• [Task directions]: Your task is to give the listing below back word for word, pictures excluded.

• [Given data]:
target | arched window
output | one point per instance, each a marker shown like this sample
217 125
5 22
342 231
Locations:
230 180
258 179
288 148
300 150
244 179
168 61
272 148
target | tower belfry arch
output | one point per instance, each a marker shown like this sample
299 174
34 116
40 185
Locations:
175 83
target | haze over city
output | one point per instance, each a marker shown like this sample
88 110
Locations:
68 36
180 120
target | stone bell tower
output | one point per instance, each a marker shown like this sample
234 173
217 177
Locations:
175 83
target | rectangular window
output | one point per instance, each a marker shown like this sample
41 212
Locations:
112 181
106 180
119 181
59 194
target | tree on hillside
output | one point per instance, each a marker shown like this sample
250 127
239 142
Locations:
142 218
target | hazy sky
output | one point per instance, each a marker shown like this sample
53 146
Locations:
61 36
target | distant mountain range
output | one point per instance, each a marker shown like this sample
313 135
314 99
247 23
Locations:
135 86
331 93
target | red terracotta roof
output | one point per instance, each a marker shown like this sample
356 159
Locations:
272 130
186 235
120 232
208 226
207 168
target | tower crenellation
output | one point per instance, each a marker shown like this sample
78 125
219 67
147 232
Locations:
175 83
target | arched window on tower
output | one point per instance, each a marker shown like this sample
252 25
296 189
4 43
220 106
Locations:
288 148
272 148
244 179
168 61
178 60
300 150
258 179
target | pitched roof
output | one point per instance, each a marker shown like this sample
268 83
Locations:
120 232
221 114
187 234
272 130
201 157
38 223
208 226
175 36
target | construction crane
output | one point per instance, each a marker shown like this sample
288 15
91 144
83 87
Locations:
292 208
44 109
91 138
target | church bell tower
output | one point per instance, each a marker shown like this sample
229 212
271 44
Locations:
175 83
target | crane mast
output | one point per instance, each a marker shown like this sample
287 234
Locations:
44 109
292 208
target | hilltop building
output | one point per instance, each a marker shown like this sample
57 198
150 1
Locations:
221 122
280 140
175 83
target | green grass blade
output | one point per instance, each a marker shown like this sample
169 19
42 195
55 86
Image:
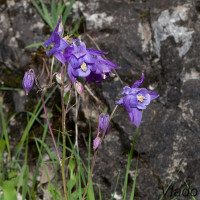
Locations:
78 159
38 161
4 129
53 13
100 197
130 156
59 8
118 176
134 182
43 164
31 122
34 45
67 11
191 194
90 191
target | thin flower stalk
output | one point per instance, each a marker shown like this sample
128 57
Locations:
46 115
63 130
95 153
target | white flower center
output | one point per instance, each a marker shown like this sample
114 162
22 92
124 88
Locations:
140 98
84 67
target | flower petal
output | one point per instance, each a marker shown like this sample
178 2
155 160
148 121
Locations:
119 101
138 83
153 95
137 116
95 52
59 56
69 71
81 73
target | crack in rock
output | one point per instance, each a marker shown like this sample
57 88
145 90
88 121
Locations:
167 25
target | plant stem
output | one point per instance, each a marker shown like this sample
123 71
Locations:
70 92
63 131
95 153
49 125
76 123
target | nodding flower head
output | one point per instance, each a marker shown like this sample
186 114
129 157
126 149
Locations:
96 142
79 87
135 100
28 81
103 121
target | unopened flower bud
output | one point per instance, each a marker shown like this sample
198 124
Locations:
96 143
28 81
103 121
58 78
79 87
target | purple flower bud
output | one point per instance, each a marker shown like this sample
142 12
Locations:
28 81
103 121
79 88
58 78
96 143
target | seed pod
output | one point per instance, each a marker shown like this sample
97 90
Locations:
28 81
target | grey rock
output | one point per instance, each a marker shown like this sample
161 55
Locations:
159 38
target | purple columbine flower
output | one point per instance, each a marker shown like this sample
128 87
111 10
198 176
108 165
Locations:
88 63
96 142
103 69
81 61
103 121
135 100
59 43
28 81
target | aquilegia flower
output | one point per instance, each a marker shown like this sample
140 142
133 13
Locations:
103 121
135 100
28 81
86 63
59 43
96 142
82 62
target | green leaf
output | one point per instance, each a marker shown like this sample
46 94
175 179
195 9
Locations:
130 156
53 13
8 188
67 11
4 127
134 182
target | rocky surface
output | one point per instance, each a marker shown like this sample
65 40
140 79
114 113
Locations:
159 38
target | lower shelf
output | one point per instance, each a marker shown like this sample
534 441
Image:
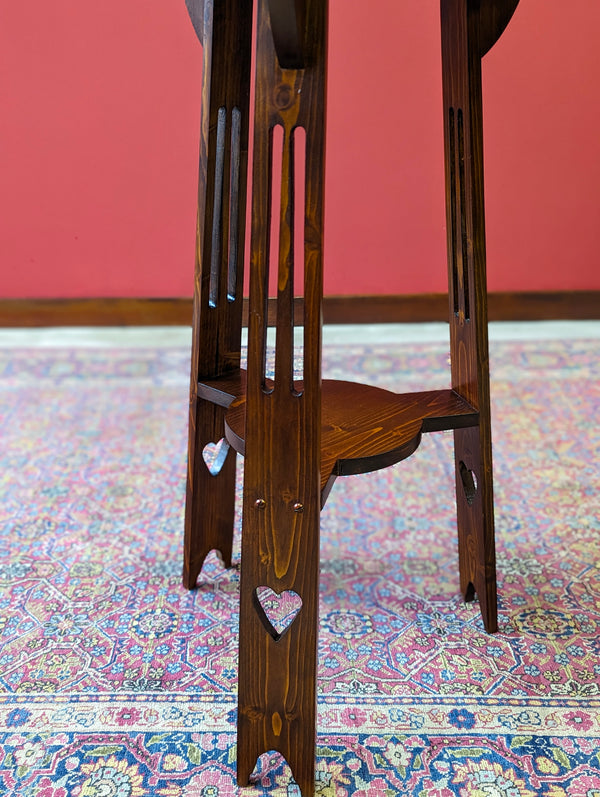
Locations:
363 428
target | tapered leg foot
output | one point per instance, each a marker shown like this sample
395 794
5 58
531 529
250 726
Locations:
475 507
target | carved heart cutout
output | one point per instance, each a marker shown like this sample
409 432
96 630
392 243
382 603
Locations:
469 481
277 612
214 455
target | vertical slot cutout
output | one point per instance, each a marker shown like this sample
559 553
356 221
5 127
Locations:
216 246
299 216
453 213
463 215
234 204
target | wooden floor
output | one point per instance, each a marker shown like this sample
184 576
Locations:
569 305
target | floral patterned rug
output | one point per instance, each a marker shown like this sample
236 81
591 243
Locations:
116 682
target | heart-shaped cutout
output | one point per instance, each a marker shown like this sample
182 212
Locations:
277 612
214 455
469 481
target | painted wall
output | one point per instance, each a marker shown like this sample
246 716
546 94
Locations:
99 126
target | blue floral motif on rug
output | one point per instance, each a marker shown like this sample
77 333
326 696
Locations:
116 682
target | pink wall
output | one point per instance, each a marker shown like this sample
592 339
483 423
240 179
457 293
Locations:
99 139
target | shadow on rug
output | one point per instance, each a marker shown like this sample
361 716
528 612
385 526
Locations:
116 682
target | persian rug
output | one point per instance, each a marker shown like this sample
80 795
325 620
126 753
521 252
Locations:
116 682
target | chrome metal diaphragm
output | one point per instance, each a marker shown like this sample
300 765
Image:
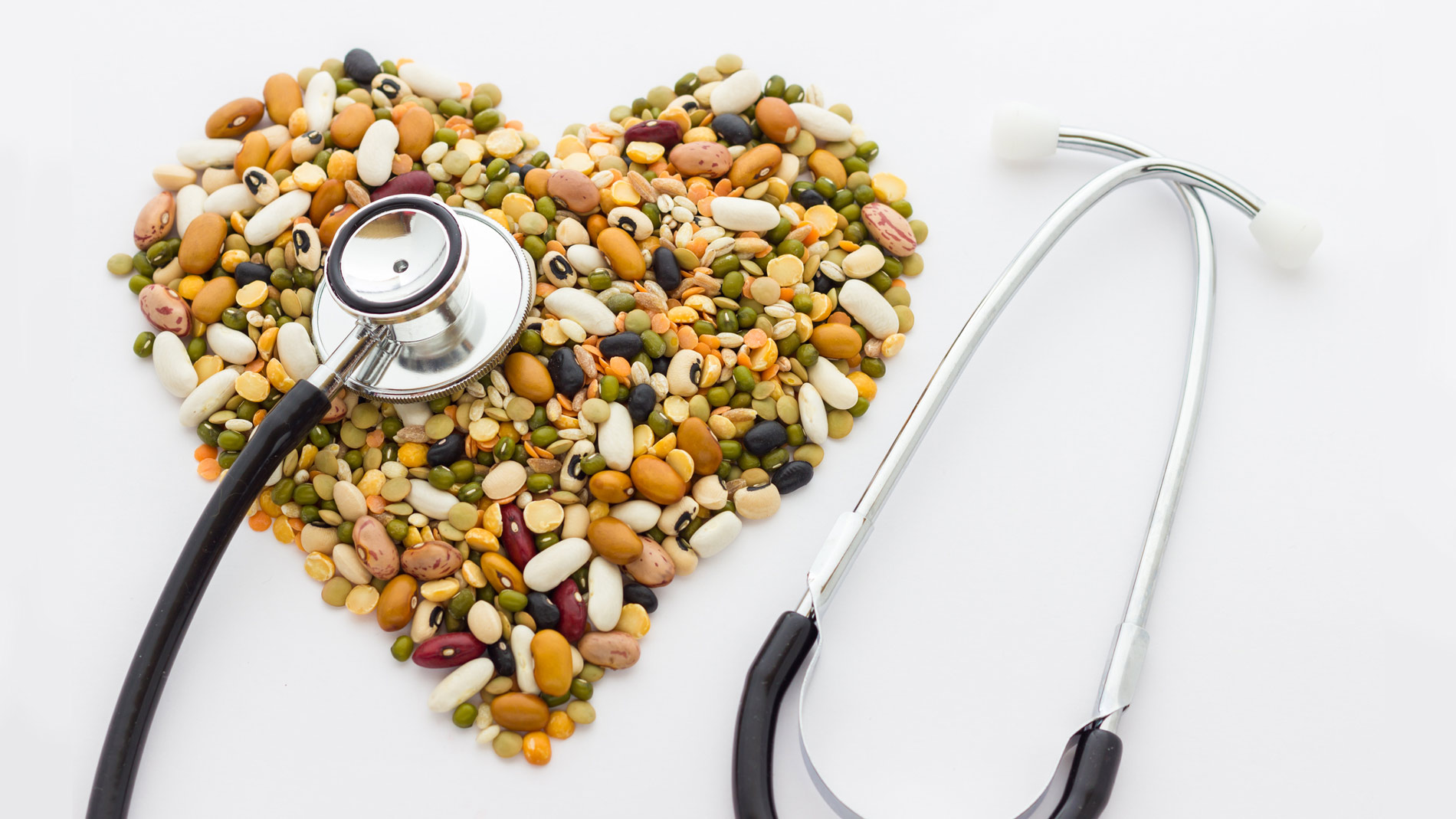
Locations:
443 290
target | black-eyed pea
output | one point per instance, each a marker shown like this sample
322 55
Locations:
677 516
306 249
427 620
653 568
710 492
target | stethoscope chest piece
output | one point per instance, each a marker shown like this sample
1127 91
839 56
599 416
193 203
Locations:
446 290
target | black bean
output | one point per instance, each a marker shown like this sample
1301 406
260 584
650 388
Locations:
794 474
249 273
733 129
542 610
641 595
641 402
360 66
625 345
664 264
765 437
446 451
566 373
501 657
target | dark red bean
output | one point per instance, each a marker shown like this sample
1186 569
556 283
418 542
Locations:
572 610
448 650
661 131
412 182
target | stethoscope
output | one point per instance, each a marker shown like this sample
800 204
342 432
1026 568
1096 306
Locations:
417 300
420 299
1084 777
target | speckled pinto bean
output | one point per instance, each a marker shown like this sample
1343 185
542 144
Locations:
609 649
376 549
430 560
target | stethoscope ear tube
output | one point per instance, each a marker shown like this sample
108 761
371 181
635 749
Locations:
281 430
1082 783
769 676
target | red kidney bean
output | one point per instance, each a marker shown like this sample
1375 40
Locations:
661 131
520 543
448 650
572 610
412 182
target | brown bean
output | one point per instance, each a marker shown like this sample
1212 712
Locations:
700 444
215 297
349 124
700 159
624 254
396 603
609 649
328 197
234 118
658 482
281 97
501 574
529 377
376 549
431 560
574 191
756 165
203 244
331 223
417 129
615 540
252 153
611 486
551 652
836 341
828 165
155 220
776 120
520 712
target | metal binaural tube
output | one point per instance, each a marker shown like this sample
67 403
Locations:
852 529
848 539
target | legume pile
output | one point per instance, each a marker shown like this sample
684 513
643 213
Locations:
720 287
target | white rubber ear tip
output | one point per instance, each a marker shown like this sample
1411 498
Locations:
1024 133
1287 234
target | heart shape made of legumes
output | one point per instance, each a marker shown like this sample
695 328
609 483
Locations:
720 287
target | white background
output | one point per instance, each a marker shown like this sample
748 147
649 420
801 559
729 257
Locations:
1302 637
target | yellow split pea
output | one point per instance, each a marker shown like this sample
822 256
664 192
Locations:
252 386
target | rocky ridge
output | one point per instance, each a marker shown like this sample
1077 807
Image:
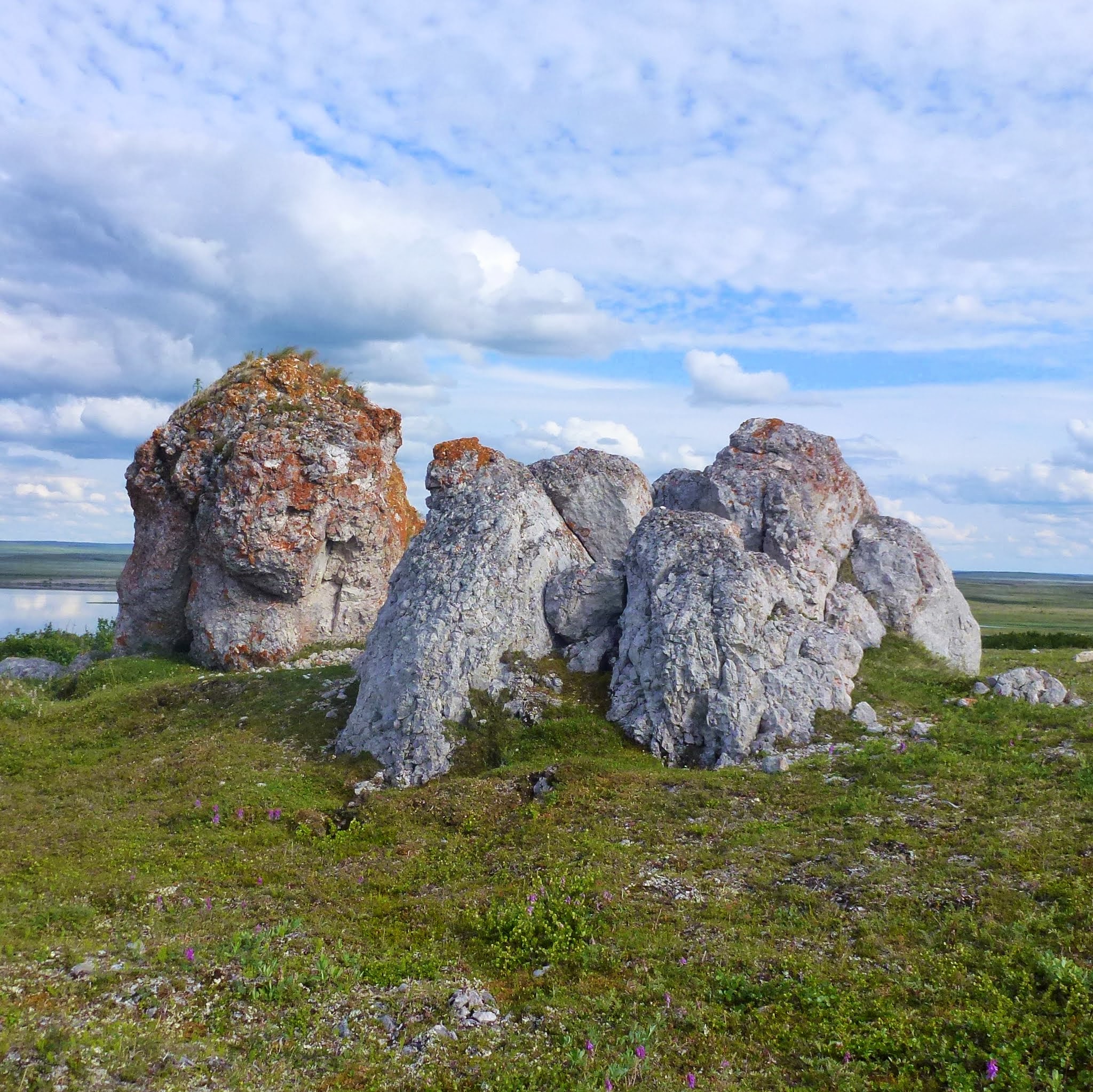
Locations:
269 515
730 612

• [Result below]:
target | arched window
output | one point per instance, each a marker shown like this sample
217 125
5 22
342 231
Locations:
230 180
258 179
288 148
300 150
244 179
168 61
272 148
target | tower belfry arch
output | one point per instance, each a marker shown like this sample
299 174
34 116
40 185
Locations:
175 83
target | haze over city
output | one point per instance, each a marker shown like this sample
88 110
Locations:
68 36
180 120
target | stone bell tower
output | one point per instance, each a marker shown like this sample
234 173
217 177
Locations:
175 83
target | rectangular window
output | one point per instance, each a marker shown like this sample
41 212
Locations:
112 181
106 180
119 181
59 194
target | tree on hillside
output | one point per instance, each a marker shown like this sample
250 127
239 142
Locations:
142 218
target | hazy sky
output | one point per instance, each a marker shown like this sample
53 146
Locations:
61 36
target | distant mountain range
output | one point per instance, each a marker shown like this sample
313 135
314 99
247 23
Locations:
135 86
331 93
target | red terracotta roof
output | one point per instance, each a marker shown like this sample
356 159
Locations:
272 130
186 235
120 232
208 226
207 168
target | tower crenellation
output | one point per instance, each a marker shown like this sample
78 125
219 67
147 232
Locations:
175 83
target | arched window on tower
output | one point per instance, each a marker shown like this sample
252 25
296 189
4 43
220 106
Locations:
288 148
272 148
244 179
168 61
178 60
300 150
258 179
target | pitched roof
output | one point per instance, each a marker shown like this sample
268 83
Locations:
120 232
221 114
187 234
272 130
201 157
38 223
208 226
175 36
target | construction crane
output | one point per instance, each a marker shown like this sample
288 15
91 144
83 87
Locations:
292 208
44 109
91 138
target | church bell tower
output | one point per instance, each a marker shown like this sample
229 212
271 44
Locations:
175 83
target | crane mast
output | one point per instance, each a marker shown like this sample
287 234
Locations:
44 109
292 208
target | hilltop building
output | one point per instance, each a marker shown like this sample
57 198
150 1
Locations:
221 122
280 140
175 83
target | green grass blade
output | one point per instance, each a marker shown like this sample
169 19
42 195
55 86
Image:
Locations:
78 159
38 161
4 129
53 13
100 197
130 156
59 8
118 176
134 182
43 164
31 122
34 45
67 11
191 194
90 191
target | thin flower stalk
output | one point per instance, each a marker shown like this sample
128 57
Locations:
46 115
63 130
95 153
target | white flower center
output | one point per instance, each a marker shown like this sample
114 162
22 92
124 88
Locations:
140 98
84 67
target | flower petal
output | one point per instance, each a marker shown like this sample
178 2
155 160
148 121
Locations:
119 101
138 83
153 95
137 116
95 52
59 56
69 71
81 73
target | crack in rock
output | one point per instance, each a marker shown like this sample
57 88
145 90
88 121
Locations:
167 25
target | plant stem
output | one point per instance, each a marker shown like this sample
123 71
Locations:
70 92
63 131
95 153
49 125
76 123
target | nodding flower head
output | one point per instance, each a marker shown like this sample
186 114
129 157
126 149
Locations:
96 142
79 87
135 100
28 81
103 121
target | unopened flower bud
output | one point per instance, each a marker shown like this sample
198 124
Locations:
96 143
28 81
103 121
58 78
79 87
target | purple flower bud
output | one point per instance, each a marker shown like this sample
142 12
Locations:
28 81
103 121
79 88
58 78
96 143
target | seed pod
output | one point per instance, each a marker shown like this sample
97 90
Locations:
28 81
target | grey rock
output | one point per instance, each a marker shown like this sample
161 55
Locations:
159 38
target | purple columbine flower
output | one point per instance, each a marker shown like this sample
128 87
111 10
198 176
108 165
Locations:
88 63
96 142
103 69
81 61
103 121
135 100
59 43
28 81
target | aquilegia flower
output | one point per instance, each a marker shown like this sample
140 142
133 13
Locations:
103 121
135 100
28 81
86 63
59 43
96 142
82 62
target | green leaf
output | one point per instance, each a marker shown like this sample
46 94
175 179
195 9
Locations:
130 156
53 13
8 188
67 11
4 127
134 182
target | rocky surface
output | one point per instance, each a marker shown like this sample
65 40
140 79
114 113
Locations:
159 38
target | lower shelf
output | one point per instance, each a marker shown like this sample
534 441
Image:
Locations:
363 428
target | tapered leg foot
output | one point per instance, each a marker shown like this sample
395 794
5 58
531 529
250 726
Locations:
475 507
target | carved heart cutout
output | one point per instance, each a marker shown like this sample
409 432
96 630
392 243
382 603
Locations:
469 481
277 612
214 455
target | vertical slot cutout
output | one point per instance, each a marker shown like this sample
559 553
356 221
5 127
Locations:
216 246
299 216
453 213
463 215
234 204
target | wooden floor
output | one point per instance, each a marker shown like this sample
184 576
Locations:
569 305
target | floral patterned rug
output | one point per instance, each a marker shown like this sample
236 81
591 243
Locations:
116 682
target | heart-shaped cutout
output | one point per instance, each a marker shown like this sample
182 212
Locations:
277 612
214 455
469 481
target | painted wall
output | one point per instance, each a marker shown like this sample
246 716
546 94
Locations:
99 126
target | blue floral motif on rug
output | one point per instance, each a marker shown like this sample
77 333
326 696
Locations:
116 682
target | pink wall
output | one point per instance, each a marker shown like this sample
592 339
483 423
240 179
457 293
Locations:
99 139
target | shadow on rug
output | one point per instance, each a marker shown like this sample
361 716
528 612
385 526
Locations:
116 682
target | persian rug
output | one point per instance, each a marker shown like this sample
80 795
325 620
126 753
521 252
Locations:
116 682
target | chrome metal diaphragm
output | one point per instance, each a marker shown like this sample
300 765
Image:
Locations:
443 290
target | black-eyed pea
output | one point per instance, each a marker shown like this sample
322 55
Locations:
677 516
306 249
427 620
653 568
710 492
target | stethoscope chest piece
output | one point per instance, each a marker shown like this sample
1127 91
839 56
599 416
193 203
Locations:
446 290
target | black bean
output | one point per instance, each a marker shown like this sample
1301 406
260 584
650 388
Locations:
794 474
249 273
733 129
542 610
641 595
641 402
360 66
625 345
664 264
765 437
446 451
566 373
501 657
target | dark red bean
output | one point per instance, each a marker shown like this sample
1186 569
556 283
418 542
Locations:
572 610
448 650
661 131
412 182
target | stethoscope
output | one point per instance, each a marker shown like this sample
800 204
342 432
1026 568
1096 306
Locations:
417 300
420 299
1084 777
target | speckled pinto bean
output | one point per instance, each a marker shown like this sample
1343 185
542 144
Locations:
609 649
376 549
430 560
target | stethoscope ear tube
output | one point per instance, each a marker shown like this sample
108 761
371 181
635 749
Locations:
281 430
1082 783
769 676
target | red kidney bean
output | one point per instance, each a marker shown like this sample
1375 40
Locations:
661 131
520 543
448 650
572 610
412 182
target | brown bean
output | one point per instance, each a marker shown like this sample
1212 712
Locations:
700 444
215 297
349 124
700 159
624 254
396 603
609 649
328 197
234 118
658 482
281 97
501 574
529 377
376 549
431 560
574 191
756 165
203 244
331 223
417 129
615 540
252 153
611 486
551 652
836 341
828 165
155 220
776 120
520 712
target | metal binaural tube
output | one point per instance, each a marker shown like this sample
67 403
Locations:
852 529
848 539
target | legume pile
output | one point per instance, each a marker shown like this sample
684 513
643 213
Locations:
720 287
target | white rubber ear tip
output | one point per instance, each a marker shown like this sample
1411 498
Locations:
1024 133
1287 234
target | heart shape made of legumes
output | one point per instance, each a marker shown like this sample
695 328
609 483
Locations:
720 287
target | white background
output | one point per instance, each a marker shown like this sample
748 147
649 420
801 559
729 257
Locations:
1302 637
target | yellow split pea
output | one point per instance, each a marker shown like this sample
822 256
664 192
Locations:
252 386
target | rocky ridge
output | one point per instance, each a marker shown like this sample
1077 807
Image:
Locations:
269 515
730 612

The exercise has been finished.